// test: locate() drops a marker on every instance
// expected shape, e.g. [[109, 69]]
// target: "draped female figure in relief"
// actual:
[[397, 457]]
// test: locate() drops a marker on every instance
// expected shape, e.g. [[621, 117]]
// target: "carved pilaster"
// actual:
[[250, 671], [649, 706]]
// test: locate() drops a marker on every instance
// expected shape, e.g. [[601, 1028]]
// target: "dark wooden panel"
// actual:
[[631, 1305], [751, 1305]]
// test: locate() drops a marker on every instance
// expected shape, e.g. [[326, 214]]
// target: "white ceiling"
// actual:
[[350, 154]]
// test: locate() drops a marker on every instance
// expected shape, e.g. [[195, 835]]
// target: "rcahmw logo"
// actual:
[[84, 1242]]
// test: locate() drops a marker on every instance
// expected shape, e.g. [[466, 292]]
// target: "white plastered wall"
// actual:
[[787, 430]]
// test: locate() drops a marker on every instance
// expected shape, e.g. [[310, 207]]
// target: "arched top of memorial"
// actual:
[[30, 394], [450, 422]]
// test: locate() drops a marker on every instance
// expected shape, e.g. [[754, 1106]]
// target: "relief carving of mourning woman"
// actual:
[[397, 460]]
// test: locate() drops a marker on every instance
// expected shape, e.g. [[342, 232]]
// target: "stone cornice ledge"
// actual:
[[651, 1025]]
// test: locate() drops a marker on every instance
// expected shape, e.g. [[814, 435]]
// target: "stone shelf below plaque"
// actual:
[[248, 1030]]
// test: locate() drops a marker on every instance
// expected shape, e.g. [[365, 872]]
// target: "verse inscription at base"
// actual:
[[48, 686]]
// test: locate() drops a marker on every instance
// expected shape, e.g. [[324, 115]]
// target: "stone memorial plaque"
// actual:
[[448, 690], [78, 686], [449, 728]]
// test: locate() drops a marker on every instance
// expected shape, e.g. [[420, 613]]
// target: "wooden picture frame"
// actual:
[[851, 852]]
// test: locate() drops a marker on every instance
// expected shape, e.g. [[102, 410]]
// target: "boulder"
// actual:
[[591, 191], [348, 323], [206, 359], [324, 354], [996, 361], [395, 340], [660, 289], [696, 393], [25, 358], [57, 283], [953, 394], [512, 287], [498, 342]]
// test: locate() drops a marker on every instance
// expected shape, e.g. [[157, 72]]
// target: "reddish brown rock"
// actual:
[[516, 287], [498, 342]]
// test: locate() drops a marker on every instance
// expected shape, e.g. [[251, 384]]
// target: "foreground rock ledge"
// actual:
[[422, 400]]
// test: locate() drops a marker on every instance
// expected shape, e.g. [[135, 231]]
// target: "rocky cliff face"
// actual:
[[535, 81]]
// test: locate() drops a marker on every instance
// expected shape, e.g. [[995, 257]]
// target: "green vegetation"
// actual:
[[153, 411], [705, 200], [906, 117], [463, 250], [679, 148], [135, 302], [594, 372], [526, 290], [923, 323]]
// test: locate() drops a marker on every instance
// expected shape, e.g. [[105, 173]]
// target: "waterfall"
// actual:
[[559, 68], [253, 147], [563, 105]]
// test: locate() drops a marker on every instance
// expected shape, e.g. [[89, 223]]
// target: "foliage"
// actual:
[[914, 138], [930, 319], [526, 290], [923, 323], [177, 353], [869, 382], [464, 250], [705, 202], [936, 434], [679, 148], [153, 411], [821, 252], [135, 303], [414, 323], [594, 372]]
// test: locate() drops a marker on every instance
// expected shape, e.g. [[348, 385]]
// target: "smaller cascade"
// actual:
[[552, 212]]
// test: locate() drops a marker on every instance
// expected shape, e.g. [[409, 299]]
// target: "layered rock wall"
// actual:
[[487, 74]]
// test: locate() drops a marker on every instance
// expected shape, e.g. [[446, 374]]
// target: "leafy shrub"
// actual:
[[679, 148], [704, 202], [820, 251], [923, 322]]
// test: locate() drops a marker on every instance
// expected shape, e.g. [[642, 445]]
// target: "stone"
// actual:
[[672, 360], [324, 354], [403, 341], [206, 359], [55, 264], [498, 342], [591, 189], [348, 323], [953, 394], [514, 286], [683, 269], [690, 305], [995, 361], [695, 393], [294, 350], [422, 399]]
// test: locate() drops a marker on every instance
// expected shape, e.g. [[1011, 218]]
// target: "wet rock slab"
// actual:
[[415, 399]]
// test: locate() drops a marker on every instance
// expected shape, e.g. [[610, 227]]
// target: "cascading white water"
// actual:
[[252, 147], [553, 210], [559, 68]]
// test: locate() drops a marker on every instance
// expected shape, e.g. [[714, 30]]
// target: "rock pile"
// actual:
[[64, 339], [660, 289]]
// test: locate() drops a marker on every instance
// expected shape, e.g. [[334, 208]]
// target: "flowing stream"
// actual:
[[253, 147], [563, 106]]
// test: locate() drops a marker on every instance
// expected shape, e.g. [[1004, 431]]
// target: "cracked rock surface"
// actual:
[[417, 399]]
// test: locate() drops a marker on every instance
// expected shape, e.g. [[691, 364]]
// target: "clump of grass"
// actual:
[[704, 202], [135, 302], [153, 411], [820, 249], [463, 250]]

**TASK TO COMPLETE**
Rename "target" to "label" in the records from the start through the line containing "[[248, 1030]]". Give those lines again with nothing else changed.

**THE RESPONSE**
// test: locate() drops a marker on every instance
// expected shape, e.g. [[109, 69]]
// label: "draped female figure in relief"
// actual:
[[397, 457]]
// test: locate() drops a marker on every instance
// expected shape, e.g. [[621, 117]]
// label: "carved pilaster"
// actual:
[[250, 671], [649, 706]]
// test: locate() drops a marker on every instance
// expected shape, e.g. [[601, 1028]]
// label: "dark wooden panel"
// actual:
[[631, 1305], [751, 1305]]
// test: locate() drops a marker on every instance
// expected shape, e.g. [[326, 214]]
// label: "white ceiling"
// actual:
[[350, 154]]
// test: locate() drops a marker on every instance
// expected shape, e.g. [[195, 835]]
// label: "rcahmw logo"
// actual:
[[84, 1242]]
// test: locate() drops a marker on every instance
// expected shape, e.g. [[466, 292]]
// label: "white plastered wall"
// actual:
[[787, 430]]
// test: locate() drops a marker on every instance
// expected shape, e.g. [[310, 207]]
// label: "arched top of memorial"
// actual:
[[30, 394], [450, 422]]
// test: locate() drops a marker on every instance
// expected shape, e.g. [[754, 1106]]
// label: "relief carving of mourning woman"
// actual:
[[397, 460]]
// test: locate() drops a marker on every instance
// expected shape, e.g. [[342, 232]]
// label: "stone cornice ledge"
// actual:
[[651, 1025]]
// test: locate() drops a marker on every instance
// expected shape, e.g. [[814, 435]]
// label: "stone shelf below plaque"
// actual:
[[248, 1030]]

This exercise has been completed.